## ТРЕБОВАНИЯ
• A. Выведите без изменений фрагмент текста о развитии обществ, начиная со слов «На развитие обществ» и продолжая до слов «и   десятков тысячелетий.» включительно.
• B. Ответьте по тексту о развитии обществ на вопросы:
(i) Кто, согласно тексту, не в силах предсказать, что будет завтра?
(ii) В каких двух местах, по тексту, история не начинается?
(iii) Какая доля произошедшего в мире со времени максимума последнего оледенения пришлась на территорию между Ираном и Великобританией?

## ИСХОДНЫЙ ТЕКСТ
····················
На развитие обществ влияет множество факторов — как сильных и постоянно действующих, так и слабых, непредсказуемых и случайных, которые — при   стечении обстоятельств — могут, однако, повернуть развитие в другую сторону. Поэтому не только историки и политики, но и сам Господь Бог   не   в   силах предсказать, что будет завтра.

Развитие — перманентный процесс. Общества не прыгают с одной ступеньки на другую, а если кто-то и прыгнул, то сосед в это время шел по другой лестнице, а еще один —   споткнулся и упал вниз. Поэтому история не   начинается в Египте или в Шумере. Она вообще нигде конкретно не   начинается, поскольку   сама грань между человеком и его предками неуловима и не может быть установлена с точностью до не то что тысячелетий, но   и   десятков тысячелетий.  

История охватывает все общества. Наши учебники до сих пор евроцентричны. Да, две трети того, что произошло в мире между максимумом последнего оледенения (условно   20 тысяч лет назад) и сегодняшним днем, произошло на   территории между Ираном и Великобританией. Но оставшаяся треть — это   тоже немало.
····················
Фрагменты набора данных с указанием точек
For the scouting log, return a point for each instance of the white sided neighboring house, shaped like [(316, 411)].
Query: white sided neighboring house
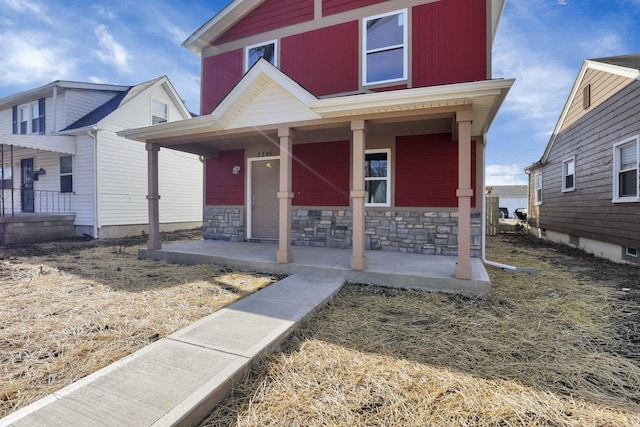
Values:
[(64, 171)]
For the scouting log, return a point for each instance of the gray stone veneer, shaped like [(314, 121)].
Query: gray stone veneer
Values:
[(433, 233), (221, 223)]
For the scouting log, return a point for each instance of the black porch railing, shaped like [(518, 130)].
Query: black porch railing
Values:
[(20, 201)]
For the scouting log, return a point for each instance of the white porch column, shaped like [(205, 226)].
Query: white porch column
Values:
[(358, 194), (153, 197), (285, 255), (464, 194)]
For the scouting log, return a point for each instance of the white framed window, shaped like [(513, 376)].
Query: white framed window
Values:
[(268, 51), (625, 171), (537, 179), (385, 48), (569, 174), (377, 177), (66, 174), (159, 112)]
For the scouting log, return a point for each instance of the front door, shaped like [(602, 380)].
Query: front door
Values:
[(26, 188), (265, 176)]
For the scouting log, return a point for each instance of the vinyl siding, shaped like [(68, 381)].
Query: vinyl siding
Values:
[(602, 86), (588, 211), (122, 169)]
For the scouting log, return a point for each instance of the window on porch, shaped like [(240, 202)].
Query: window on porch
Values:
[(66, 174), (377, 177)]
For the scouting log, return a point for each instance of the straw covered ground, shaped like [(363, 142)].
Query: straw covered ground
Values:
[(71, 308), (557, 348)]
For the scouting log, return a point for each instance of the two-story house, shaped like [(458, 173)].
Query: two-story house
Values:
[(350, 124), (585, 190), (65, 172)]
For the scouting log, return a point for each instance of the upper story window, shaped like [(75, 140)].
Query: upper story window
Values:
[(29, 118), (159, 112), (384, 48), (263, 50), (377, 177), (538, 187), (569, 174), (625, 171)]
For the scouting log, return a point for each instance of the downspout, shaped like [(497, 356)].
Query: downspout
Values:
[(484, 224), (93, 133)]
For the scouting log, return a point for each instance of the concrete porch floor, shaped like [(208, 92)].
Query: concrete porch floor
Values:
[(394, 269)]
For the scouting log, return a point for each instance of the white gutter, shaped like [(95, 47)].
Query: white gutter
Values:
[(93, 133), (484, 224)]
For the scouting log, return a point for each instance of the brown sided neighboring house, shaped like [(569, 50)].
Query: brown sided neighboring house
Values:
[(585, 190)]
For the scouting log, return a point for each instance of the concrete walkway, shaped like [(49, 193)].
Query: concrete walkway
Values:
[(179, 379)]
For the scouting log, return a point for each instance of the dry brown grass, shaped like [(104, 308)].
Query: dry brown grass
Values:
[(558, 348), (69, 309)]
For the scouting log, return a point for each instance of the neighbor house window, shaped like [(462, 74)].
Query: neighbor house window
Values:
[(384, 48), (159, 112), (569, 174), (29, 118), (625, 171), (66, 174), (377, 175), (263, 50), (538, 186)]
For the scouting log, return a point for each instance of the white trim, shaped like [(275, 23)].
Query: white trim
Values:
[(387, 179), (250, 161), (537, 200), (616, 172), (405, 47), (566, 189), (276, 50)]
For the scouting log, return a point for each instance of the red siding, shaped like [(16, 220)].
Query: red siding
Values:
[(329, 62), (320, 174), (330, 7), (222, 186), (449, 42), (219, 74), (270, 15), (427, 171)]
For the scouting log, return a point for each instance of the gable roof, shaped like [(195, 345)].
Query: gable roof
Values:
[(266, 98), (122, 98), (238, 9), (624, 65)]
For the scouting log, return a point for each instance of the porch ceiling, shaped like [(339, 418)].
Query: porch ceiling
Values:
[(54, 143)]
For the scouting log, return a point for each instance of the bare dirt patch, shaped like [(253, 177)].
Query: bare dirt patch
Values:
[(70, 308), (557, 348)]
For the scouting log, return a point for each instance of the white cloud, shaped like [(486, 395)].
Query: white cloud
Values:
[(32, 8), (32, 60), (505, 175), (111, 52)]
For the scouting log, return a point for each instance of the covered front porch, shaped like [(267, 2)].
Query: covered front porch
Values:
[(391, 269)]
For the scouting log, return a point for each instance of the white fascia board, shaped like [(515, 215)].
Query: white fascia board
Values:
[(53, 143), (381, 100), (165, 130)]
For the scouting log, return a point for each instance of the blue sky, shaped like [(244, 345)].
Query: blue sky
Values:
[(540, 43)]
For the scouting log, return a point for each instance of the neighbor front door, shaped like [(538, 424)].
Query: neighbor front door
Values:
[(264, 198), (26, 188)]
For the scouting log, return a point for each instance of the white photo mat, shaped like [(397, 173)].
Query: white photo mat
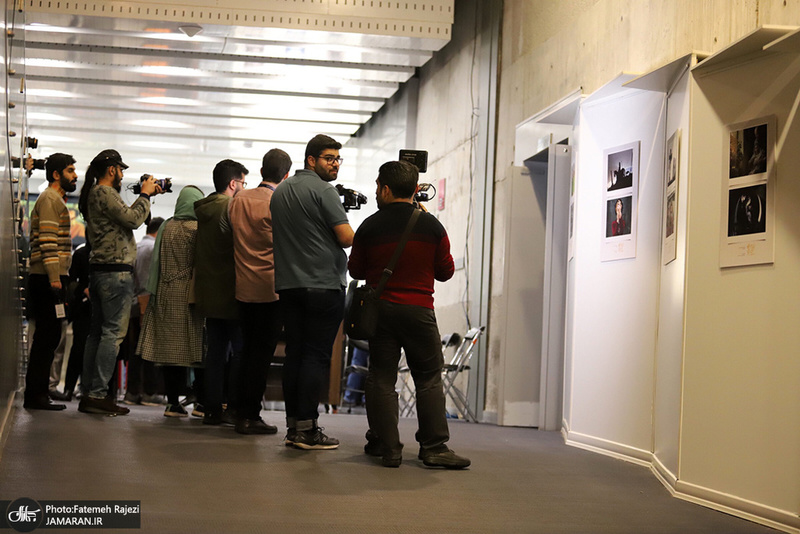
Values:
[(620, 202), (671, 179), (747, 226)]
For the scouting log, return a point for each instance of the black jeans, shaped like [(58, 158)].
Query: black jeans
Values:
[(311, 320), (42, 300), (414, 329), (261, 329), (222, 334)]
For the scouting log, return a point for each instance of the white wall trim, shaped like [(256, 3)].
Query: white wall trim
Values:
[(729, 504), (616, 450), (736, 506)]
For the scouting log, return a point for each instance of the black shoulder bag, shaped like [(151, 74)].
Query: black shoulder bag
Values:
[(361, 304)]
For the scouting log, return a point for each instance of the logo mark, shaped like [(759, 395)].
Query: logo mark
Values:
[(24, 515)]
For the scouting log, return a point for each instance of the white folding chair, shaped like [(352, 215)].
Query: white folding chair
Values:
[(458, 364)]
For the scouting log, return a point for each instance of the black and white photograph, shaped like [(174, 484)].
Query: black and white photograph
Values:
[(748, 151), (670, 224), (618, 216), (620, 170), (747, 210)]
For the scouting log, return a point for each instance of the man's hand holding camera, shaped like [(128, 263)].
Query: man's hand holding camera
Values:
[(150, 186)]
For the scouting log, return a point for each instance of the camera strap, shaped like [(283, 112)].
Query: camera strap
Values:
[(387, 272)]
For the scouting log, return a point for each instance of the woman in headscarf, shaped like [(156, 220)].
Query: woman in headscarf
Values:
[(172, 330)]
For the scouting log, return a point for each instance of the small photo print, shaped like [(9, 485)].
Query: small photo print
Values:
[(747, 210), (620, 170), (670, 215), (672, 159), (618, 216), (748, 151)]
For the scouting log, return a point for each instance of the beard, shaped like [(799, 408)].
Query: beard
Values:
[(322, 172), (68, 186)]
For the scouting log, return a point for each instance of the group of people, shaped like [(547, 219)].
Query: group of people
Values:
[(245, 266)]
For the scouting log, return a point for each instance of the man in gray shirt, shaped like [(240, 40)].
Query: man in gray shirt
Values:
[(310, 231)]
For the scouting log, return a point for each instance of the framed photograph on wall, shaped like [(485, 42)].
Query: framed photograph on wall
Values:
[(747, 227), (620, 197), (671, 169)]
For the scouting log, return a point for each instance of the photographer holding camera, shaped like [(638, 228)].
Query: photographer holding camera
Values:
[(405, 318), (109, 229), (51, 254)]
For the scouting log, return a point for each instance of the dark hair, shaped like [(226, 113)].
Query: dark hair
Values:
[(400, 176), (154, 224), (57, 163), (319, 143), (97, 169), (275, 165), (225, 172)]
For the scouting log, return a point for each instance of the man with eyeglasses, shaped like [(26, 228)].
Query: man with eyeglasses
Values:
[(215, 276), (310, 231)]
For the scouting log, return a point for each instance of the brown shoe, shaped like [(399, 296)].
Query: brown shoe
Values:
[(105, 406)]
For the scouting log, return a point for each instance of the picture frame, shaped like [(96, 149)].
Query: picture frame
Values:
[(747, 225), (669, 247), (620, 201)]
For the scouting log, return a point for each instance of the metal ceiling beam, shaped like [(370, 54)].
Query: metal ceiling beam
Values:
[(212, 56)]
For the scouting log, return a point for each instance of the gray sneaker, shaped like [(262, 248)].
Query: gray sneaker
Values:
[(446, 458), (314, 440)]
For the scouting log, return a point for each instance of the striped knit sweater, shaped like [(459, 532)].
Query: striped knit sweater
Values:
[(51, 244)]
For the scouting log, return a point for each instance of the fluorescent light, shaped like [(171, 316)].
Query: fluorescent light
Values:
[(169, 101), (156, 123)]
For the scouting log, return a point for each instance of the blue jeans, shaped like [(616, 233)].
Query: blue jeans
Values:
[(222, 334), (311, 321), (110, 294)]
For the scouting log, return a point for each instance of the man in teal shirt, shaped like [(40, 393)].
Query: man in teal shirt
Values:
[(310, 231)]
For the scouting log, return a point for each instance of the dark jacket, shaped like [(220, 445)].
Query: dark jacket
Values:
[(215, 270)]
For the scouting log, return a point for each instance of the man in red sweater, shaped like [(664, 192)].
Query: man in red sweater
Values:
[(406, 319)]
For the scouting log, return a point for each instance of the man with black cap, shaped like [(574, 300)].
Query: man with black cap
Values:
[(109, 228), (51, 253)]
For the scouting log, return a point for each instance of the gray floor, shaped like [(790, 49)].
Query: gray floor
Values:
[(195, 478)]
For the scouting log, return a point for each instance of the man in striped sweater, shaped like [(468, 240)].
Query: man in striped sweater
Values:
[(51, 254)]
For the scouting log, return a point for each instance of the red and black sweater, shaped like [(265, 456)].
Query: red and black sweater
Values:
[(426, 256)]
····················
## ОТВЕТЫ НА ЗАДАНИЯ
• A.
На развитие обществ влияет множество факторов — как сильных и постоянно действующих, так и слабых, непредсказуемых и случайных, которые — при   стечении обстоятельств — могут, однако, повернуть развитие в другую сторону. Поэтому не только историки и политики, но и сам Господь Бог   не   в   силах предсказать, что будет завтра.

Развитие — перманентный процесс. Общества не прыгают с одной ступеньки на другую, а если кто-то и прыгнул, то сосед в это время шел по другой лестнице, а еще один —   споткнулся и упал вниз. Поэтому история не   начинается в Египте или в Шумере. Она вообще нигде конкретно не   начинается, поскольку   сама грань между человеком и его предками неуловима и не может быть установлена с точностью до не то что тысячелетий, но   и   десятков тысячелетий.

• B.
(i) Не только историки и политики, но и сам Господь Бог.
(ii) В Египте и в Шумере.
(iii) Две трети.